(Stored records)
━━━━
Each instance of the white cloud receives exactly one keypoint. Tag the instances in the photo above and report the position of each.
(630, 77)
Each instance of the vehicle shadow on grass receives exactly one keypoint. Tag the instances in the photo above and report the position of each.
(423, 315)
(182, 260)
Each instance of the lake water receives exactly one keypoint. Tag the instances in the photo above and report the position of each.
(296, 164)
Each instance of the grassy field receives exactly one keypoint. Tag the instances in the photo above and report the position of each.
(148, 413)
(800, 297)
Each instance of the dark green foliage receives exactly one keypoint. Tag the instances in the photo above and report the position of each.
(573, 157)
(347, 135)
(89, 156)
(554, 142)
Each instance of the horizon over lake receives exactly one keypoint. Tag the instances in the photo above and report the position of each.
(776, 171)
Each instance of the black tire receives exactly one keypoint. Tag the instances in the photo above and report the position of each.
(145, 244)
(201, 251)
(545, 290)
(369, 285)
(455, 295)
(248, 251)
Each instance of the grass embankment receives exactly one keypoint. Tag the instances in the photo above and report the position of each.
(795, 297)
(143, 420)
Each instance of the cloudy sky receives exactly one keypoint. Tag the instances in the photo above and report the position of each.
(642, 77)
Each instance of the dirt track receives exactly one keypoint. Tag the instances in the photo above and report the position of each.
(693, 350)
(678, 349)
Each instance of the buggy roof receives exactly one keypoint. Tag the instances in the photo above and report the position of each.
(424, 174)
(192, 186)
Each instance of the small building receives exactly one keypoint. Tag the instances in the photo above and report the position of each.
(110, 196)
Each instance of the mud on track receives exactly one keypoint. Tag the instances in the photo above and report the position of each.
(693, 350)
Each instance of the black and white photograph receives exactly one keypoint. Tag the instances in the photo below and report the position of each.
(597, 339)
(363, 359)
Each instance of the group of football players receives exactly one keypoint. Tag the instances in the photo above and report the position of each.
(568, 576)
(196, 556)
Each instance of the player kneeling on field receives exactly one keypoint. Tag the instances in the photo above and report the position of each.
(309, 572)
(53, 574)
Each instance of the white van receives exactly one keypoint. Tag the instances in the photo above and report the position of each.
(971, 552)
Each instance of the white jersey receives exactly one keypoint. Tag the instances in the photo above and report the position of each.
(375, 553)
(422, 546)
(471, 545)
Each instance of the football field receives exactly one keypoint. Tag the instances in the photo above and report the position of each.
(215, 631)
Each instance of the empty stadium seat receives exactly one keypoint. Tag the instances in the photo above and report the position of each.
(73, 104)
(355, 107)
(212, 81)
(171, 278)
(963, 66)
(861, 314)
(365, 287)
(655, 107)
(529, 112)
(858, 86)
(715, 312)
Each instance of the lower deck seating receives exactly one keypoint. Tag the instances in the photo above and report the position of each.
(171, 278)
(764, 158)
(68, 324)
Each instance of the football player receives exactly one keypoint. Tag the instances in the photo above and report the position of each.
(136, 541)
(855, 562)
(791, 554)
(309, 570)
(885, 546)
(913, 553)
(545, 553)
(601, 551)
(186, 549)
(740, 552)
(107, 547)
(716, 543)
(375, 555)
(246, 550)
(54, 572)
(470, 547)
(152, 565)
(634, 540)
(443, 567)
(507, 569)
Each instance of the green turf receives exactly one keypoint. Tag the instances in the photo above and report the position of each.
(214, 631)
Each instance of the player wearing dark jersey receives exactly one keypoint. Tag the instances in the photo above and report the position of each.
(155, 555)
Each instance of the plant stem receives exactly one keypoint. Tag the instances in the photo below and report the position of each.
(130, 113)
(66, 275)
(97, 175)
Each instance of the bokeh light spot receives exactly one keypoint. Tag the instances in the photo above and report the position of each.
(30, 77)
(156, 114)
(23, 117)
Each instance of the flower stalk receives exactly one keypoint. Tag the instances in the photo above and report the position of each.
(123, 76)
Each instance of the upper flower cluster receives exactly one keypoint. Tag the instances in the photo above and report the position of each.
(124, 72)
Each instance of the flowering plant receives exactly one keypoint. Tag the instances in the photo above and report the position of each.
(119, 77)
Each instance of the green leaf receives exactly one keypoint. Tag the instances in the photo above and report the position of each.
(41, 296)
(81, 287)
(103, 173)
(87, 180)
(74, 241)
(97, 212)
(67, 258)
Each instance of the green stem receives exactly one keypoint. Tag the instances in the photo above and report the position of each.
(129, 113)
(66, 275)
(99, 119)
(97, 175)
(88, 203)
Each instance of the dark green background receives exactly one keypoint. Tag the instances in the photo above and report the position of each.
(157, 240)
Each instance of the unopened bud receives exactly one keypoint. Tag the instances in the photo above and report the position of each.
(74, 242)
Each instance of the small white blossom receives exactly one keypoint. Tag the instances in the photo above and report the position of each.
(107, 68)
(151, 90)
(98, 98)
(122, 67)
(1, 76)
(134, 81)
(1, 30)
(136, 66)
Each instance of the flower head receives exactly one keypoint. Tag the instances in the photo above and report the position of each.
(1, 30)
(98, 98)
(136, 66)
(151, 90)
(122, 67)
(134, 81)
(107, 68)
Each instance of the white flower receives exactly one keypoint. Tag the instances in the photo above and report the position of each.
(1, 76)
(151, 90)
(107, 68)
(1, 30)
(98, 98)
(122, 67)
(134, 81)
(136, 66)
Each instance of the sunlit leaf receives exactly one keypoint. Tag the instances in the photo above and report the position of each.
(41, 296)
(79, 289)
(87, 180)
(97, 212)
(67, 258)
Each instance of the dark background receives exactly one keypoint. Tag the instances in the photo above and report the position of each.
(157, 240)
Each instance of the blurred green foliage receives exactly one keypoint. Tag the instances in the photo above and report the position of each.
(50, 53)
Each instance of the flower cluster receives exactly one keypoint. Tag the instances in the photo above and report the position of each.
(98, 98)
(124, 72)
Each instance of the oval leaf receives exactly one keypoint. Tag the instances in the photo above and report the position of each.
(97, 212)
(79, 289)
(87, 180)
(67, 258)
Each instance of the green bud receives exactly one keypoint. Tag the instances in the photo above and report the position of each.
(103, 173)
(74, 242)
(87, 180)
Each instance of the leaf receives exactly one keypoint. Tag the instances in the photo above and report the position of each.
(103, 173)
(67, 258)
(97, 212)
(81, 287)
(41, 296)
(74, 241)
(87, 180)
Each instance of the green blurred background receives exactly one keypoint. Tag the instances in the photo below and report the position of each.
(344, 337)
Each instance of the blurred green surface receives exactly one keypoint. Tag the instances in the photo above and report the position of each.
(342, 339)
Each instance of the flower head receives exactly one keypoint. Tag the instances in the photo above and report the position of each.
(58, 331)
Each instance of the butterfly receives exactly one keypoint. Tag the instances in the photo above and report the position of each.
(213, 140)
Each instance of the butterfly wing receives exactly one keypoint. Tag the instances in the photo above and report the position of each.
━━━━
## WHAT TO DO
Retype nothing except the lines from the line holding "Each instance of the blurred green surface" through the last line of the entries, both included.

## ANSWER FOR THE TASK
Each instance of the blurred green surface receives exactly one keypoint. Tag the instances in the photo above and report the position of each.
(342, 339)
Each instance of the flower head receives exactly one keypoint. Tag the instances in the photo above and report the position of each.
(58, 331)
Each instance of the butterfly receives exactly one keypoint. Tag the instances in the photo above and report the position of each.
(213, 140)
Each instance of the butterfly wing receives exactly one keypoint. Tag the instances in the photo above and report the position of each.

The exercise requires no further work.